═════ GIVEN DATA

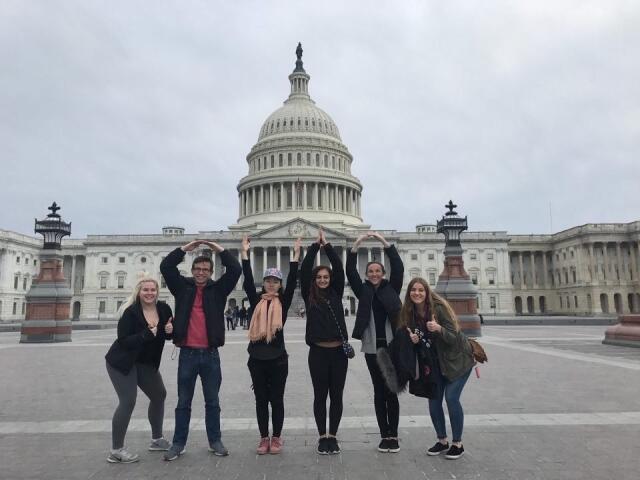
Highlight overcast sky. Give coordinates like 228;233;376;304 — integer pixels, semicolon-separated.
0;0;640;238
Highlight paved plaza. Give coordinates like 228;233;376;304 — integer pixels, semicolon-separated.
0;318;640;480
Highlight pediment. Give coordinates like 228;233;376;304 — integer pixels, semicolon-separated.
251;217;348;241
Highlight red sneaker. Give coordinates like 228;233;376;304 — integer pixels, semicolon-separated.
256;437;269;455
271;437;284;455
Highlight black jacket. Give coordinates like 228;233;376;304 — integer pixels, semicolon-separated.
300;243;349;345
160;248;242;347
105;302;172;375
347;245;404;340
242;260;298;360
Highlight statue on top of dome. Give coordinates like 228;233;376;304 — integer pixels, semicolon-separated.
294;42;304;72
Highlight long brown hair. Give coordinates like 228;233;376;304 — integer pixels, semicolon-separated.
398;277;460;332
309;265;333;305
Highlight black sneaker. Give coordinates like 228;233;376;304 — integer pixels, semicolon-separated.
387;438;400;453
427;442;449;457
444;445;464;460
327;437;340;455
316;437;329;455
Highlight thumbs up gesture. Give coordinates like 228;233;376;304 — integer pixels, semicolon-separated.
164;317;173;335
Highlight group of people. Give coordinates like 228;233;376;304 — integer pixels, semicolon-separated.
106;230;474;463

══════════
═════ GIVEN DATA

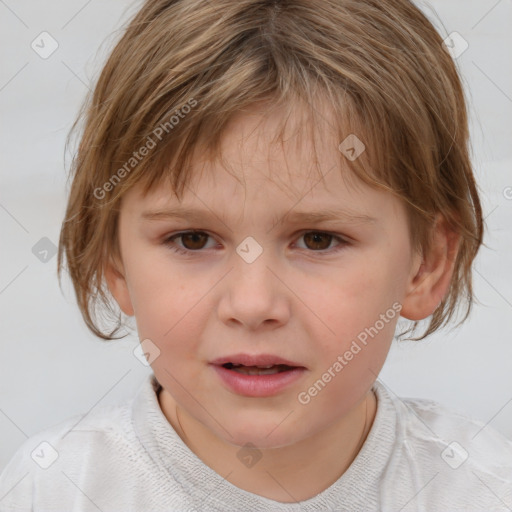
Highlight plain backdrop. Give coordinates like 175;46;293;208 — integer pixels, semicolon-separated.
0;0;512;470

══════════

* SHORT TASK: Could you reproduce only the lines starting with the line containing "Highlight overcast sky." and going on through the line containing "271;437;284;455", swapping "Highlight" for "Mark" and leaving everything else unchanged?

* REPLY TO THE TASK:
Mark overcast sky. Give coordinates like 228;233;376;304 — integer pixels, semicolon-separated.
0;0;640;238
Mark paved plaza. Give coordinates like 228;233;376;304 — integer pixels, semicolon-separated.
0;318;640;480
Mark pediment. Give coordinates like 228;233;376;304 — integer pixels, semicolon-separated.
251;217;348;241
Mark red sneaker. Give coordinates like 228;233;376;304 — integer pixels, semicolon-separated.
256;437;269;455
271;437;284;455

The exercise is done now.